§ **Short exercise**
Report how many lines in the records below contain the string "coffee", with uppercase and lowercase letters counted as different. Give only the number.

§ **Data entries**
==============================

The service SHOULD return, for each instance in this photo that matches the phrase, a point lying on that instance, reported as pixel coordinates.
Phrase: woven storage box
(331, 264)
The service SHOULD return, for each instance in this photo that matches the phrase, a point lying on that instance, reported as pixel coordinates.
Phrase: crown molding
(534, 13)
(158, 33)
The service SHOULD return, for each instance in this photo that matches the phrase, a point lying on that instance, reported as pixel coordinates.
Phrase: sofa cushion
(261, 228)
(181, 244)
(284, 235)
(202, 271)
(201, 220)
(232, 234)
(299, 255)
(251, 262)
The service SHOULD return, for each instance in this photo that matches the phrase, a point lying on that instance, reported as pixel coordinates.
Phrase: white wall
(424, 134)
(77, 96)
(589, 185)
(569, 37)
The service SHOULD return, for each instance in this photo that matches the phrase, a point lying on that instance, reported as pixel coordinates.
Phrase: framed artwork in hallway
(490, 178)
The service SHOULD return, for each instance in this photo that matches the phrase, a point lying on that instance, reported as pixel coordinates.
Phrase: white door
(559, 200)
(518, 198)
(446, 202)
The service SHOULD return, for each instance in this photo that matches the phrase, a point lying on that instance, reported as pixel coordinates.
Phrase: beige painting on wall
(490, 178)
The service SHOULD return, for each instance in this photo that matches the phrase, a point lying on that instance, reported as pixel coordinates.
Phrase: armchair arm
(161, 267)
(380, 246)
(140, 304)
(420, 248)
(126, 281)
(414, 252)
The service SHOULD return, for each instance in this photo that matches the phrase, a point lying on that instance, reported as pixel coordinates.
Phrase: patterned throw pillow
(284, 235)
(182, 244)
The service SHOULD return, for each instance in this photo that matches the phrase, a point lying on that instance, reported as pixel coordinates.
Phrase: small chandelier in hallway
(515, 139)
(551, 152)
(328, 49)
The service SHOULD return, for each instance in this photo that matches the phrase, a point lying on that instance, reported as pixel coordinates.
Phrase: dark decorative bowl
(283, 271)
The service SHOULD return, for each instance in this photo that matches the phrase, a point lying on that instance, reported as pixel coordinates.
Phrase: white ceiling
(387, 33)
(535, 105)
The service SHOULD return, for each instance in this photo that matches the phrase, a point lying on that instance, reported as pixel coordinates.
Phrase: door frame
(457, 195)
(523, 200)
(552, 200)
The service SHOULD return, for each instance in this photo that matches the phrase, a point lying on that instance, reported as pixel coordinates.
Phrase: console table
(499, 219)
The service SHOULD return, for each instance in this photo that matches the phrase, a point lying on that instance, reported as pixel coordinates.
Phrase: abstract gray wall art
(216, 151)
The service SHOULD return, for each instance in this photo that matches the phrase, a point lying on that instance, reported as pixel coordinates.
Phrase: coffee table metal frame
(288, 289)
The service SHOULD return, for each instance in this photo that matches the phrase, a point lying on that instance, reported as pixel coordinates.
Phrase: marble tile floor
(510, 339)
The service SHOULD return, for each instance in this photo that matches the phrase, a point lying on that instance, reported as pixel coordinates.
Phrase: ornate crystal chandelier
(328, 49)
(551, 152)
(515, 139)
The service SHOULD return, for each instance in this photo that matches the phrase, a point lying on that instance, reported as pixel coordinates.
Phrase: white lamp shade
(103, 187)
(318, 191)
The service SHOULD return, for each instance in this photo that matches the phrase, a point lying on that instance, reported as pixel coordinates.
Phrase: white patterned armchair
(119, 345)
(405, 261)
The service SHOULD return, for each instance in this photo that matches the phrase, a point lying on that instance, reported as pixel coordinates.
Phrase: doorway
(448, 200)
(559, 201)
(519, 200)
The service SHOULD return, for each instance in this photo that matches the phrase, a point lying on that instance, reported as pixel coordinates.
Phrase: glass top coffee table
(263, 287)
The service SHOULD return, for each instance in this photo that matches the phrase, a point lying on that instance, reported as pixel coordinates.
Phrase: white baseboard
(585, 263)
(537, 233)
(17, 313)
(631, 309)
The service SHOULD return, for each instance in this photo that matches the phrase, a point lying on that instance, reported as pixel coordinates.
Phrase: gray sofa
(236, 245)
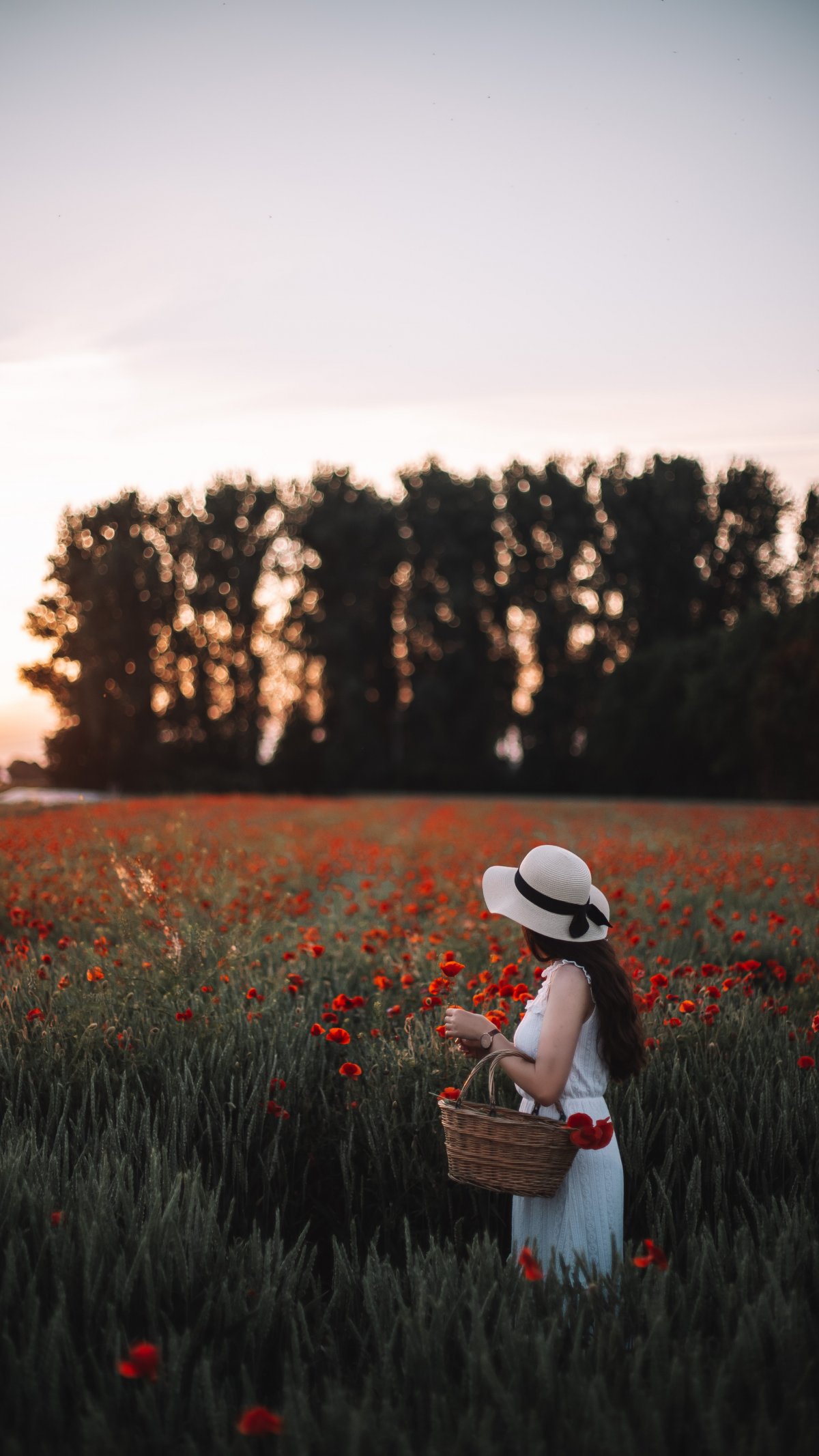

==============================

§ **Exercise answer**
2